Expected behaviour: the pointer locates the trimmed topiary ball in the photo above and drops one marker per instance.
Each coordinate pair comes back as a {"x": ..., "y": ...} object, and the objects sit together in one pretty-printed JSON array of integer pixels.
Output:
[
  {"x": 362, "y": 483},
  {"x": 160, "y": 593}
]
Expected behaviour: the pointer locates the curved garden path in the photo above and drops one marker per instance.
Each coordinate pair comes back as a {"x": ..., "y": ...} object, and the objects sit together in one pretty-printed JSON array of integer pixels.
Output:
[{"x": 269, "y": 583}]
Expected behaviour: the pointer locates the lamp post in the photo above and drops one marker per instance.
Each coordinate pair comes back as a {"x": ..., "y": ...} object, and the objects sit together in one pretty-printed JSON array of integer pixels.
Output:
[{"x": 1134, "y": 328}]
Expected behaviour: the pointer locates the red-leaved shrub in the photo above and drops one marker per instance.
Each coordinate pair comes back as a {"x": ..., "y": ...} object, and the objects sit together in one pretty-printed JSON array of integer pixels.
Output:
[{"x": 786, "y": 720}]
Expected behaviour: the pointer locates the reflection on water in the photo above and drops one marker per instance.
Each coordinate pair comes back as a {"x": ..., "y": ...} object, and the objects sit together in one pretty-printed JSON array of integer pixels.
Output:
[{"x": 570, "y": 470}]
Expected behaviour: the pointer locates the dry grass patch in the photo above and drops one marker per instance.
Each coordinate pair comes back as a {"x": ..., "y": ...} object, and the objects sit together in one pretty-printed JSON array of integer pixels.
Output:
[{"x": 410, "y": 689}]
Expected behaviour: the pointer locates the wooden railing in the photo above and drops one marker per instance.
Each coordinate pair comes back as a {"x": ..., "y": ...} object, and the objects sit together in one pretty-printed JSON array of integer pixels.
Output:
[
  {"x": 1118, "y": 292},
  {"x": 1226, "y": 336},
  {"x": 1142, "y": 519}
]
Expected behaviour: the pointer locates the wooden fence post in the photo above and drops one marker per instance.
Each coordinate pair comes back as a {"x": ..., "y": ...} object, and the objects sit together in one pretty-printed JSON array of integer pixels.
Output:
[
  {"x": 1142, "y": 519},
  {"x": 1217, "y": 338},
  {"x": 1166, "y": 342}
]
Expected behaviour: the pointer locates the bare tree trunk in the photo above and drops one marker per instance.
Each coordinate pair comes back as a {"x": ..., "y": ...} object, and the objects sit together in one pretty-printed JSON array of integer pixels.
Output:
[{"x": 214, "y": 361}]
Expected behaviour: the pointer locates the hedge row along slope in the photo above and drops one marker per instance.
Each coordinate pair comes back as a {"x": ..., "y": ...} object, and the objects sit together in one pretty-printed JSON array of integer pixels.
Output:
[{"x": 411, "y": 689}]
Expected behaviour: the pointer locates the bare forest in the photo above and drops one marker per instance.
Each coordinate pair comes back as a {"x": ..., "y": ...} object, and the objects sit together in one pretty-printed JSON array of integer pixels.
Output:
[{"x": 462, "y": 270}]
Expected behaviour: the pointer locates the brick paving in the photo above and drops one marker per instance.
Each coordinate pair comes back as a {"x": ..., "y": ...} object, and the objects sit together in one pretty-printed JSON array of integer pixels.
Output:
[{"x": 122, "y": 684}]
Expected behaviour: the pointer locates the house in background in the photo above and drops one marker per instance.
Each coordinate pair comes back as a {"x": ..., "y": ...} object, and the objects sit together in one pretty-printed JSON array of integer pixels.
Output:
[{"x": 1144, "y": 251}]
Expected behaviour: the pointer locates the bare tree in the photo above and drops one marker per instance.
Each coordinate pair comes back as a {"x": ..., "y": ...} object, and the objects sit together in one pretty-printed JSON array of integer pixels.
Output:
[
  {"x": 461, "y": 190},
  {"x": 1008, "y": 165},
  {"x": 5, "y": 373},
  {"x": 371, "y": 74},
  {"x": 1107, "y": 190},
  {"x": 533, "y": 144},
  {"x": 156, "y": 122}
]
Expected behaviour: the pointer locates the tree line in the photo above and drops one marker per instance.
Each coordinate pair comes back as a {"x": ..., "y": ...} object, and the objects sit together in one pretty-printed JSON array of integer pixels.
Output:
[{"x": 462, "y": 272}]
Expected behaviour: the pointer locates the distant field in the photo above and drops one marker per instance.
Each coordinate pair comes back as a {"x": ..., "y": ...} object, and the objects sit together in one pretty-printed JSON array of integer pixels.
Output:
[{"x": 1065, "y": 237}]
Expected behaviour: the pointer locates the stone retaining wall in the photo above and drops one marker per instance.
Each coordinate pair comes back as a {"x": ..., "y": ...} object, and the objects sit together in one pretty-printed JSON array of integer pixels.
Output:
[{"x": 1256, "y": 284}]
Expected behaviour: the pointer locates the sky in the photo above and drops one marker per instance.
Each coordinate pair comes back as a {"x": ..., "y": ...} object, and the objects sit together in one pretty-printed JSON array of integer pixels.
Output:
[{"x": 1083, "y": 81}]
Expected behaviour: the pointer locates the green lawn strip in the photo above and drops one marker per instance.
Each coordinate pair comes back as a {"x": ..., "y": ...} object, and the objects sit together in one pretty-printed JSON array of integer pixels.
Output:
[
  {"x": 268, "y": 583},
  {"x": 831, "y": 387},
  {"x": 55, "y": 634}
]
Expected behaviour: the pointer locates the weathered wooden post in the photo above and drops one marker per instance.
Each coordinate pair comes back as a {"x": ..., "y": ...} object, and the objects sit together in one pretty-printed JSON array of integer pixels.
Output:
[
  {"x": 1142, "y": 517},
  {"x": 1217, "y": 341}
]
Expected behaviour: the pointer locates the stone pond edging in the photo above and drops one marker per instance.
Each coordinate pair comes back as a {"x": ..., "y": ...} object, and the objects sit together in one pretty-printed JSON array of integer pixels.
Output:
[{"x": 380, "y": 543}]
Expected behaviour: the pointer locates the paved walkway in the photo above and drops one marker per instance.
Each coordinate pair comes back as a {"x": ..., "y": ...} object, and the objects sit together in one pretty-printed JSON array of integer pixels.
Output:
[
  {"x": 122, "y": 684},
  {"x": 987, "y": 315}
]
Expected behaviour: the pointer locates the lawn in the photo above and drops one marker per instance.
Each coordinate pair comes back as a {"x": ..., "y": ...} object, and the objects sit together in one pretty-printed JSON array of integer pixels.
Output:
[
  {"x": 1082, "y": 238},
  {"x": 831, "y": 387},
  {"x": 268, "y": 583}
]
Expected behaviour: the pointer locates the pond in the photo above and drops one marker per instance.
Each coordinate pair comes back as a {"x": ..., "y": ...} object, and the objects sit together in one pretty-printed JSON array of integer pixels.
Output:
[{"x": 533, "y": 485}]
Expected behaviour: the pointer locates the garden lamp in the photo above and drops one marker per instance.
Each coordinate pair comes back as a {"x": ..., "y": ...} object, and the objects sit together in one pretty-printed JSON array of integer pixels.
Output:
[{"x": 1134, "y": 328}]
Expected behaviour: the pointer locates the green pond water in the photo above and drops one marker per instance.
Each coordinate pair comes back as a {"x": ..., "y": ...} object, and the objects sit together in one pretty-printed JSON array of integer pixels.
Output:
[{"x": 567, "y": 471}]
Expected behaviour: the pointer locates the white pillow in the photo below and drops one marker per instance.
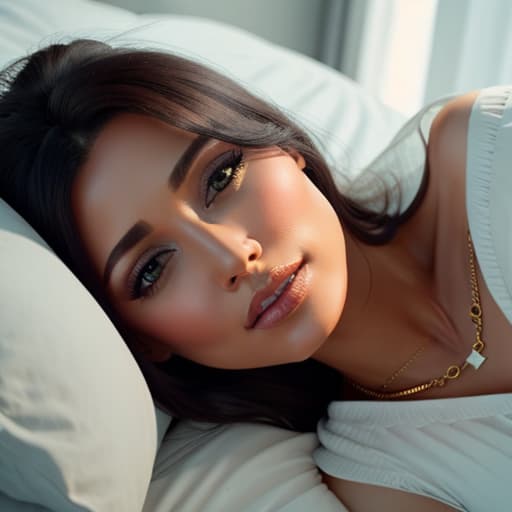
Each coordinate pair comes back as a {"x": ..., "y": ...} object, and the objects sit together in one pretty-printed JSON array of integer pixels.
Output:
[
  {"x": 88, "y": 429},
  {"x": 77, "y": 426}
]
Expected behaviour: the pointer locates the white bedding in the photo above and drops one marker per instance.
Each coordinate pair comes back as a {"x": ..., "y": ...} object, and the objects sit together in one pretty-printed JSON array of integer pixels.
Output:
[{"x": 243, "y": 467}]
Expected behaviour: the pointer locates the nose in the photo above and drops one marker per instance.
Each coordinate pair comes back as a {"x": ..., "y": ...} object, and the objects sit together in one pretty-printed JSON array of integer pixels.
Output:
[{"x": 226, "y": 249}]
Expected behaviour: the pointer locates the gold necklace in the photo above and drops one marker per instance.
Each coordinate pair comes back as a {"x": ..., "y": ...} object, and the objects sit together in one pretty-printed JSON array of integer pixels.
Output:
[{"x": 454, "y": 371}]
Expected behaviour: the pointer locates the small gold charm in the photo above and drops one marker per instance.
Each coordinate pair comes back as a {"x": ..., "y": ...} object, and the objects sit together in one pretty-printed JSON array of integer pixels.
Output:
[{"x": 475, "y": 359}]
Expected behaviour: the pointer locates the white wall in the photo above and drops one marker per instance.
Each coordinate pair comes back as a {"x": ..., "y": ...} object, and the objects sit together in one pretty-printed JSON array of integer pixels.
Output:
[{"x": 295, "y": 24}]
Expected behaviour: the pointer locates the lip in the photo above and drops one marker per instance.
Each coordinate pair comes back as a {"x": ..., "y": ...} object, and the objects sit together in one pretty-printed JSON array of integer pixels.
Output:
[{"x": 277, "y": 275}]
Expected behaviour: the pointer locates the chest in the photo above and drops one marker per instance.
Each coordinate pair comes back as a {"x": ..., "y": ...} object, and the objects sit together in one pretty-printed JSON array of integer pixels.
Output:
[{"x": 453, "y": 288}]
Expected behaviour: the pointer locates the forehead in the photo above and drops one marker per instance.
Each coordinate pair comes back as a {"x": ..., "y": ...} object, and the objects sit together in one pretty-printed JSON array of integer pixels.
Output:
[{"x": 129, "y": 163}]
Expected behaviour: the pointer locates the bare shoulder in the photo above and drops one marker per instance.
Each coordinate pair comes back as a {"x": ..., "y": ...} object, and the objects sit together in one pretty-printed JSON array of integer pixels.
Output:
[
  {"x": 447, "y": 141},
  {"x": 359, "y": 497}
]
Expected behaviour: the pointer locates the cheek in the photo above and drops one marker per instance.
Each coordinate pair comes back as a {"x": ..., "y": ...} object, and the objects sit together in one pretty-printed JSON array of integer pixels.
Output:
[
  {"x": 281, "y": 198},
  {"x": 183, "y": 319}
]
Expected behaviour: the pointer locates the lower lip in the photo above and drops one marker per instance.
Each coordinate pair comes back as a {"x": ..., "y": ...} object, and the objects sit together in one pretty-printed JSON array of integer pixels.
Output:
[{"x": 291, "y": 298}]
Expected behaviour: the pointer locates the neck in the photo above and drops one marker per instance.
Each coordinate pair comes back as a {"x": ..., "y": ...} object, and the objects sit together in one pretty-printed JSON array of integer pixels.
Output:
[{"x": 390, "y": 312}]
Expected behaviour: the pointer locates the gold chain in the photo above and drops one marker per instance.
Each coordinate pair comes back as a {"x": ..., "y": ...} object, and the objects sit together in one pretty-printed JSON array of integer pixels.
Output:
[{"x": 454, "y": 371}]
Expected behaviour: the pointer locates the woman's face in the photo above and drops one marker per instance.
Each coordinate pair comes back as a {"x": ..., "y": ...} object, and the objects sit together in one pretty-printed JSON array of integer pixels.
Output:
[{"x": 229, "y": 257}]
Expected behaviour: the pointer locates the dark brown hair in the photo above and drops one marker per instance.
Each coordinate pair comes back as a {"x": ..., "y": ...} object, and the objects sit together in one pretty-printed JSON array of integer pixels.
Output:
[{"x": 52, "y": 106}]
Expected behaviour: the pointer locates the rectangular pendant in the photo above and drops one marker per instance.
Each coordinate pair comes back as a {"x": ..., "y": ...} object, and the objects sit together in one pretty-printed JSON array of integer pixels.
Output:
[{"x": 475, "y": 359}]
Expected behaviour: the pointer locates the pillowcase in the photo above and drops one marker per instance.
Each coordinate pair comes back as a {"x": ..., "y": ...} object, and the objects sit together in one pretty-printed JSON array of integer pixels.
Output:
[{"x": 77, "y": 425}]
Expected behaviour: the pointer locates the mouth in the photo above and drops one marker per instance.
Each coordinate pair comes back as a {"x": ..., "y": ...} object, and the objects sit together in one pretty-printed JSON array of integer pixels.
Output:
[{"x": 285, "y": 292}]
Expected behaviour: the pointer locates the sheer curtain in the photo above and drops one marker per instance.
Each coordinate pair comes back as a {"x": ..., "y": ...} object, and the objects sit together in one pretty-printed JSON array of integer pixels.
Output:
[{"x": 409, "y": 52}]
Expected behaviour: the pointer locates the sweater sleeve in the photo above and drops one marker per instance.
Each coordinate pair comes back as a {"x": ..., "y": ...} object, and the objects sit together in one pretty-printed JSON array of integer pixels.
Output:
[{"x": 488, "y": 189}]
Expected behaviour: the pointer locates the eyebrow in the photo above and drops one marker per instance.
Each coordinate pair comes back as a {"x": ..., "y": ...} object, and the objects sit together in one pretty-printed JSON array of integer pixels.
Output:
[{"x": 142, "y": 229}]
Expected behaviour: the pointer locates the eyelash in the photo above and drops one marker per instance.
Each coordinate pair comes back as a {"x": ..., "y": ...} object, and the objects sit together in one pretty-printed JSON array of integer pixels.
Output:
[{"x": 233, "y": 161}]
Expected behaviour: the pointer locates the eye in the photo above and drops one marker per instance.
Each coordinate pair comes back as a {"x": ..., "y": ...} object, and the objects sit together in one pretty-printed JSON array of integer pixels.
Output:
[
  {"x": 146, "y": 274},
  {"x": 225, "y": 169}
]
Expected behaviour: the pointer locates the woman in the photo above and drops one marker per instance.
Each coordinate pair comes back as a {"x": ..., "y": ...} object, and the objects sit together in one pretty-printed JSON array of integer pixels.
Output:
[{"x": 210, "y": 229}]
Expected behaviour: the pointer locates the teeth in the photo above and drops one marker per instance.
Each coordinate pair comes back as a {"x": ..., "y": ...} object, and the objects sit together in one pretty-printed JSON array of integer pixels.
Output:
[{"x": 270, "y": 300}]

★ ★ ★ ★ ★ ★ ★

* YOUR INSTRUCTIONS: Look through the material above. Copy each line where the word "wooden" appears.

* EXERCISE RESULT:
Expected behaviour: the pointer locates the wooden railing in the photo above and drops one marker per instance.
Expected behaviour: the pointer locates the wooden fence post in the photo above and drops one marker per instance.
Expected behaviour: the pointer locates the weathered wooden post in the photo above and drops one marker per instance.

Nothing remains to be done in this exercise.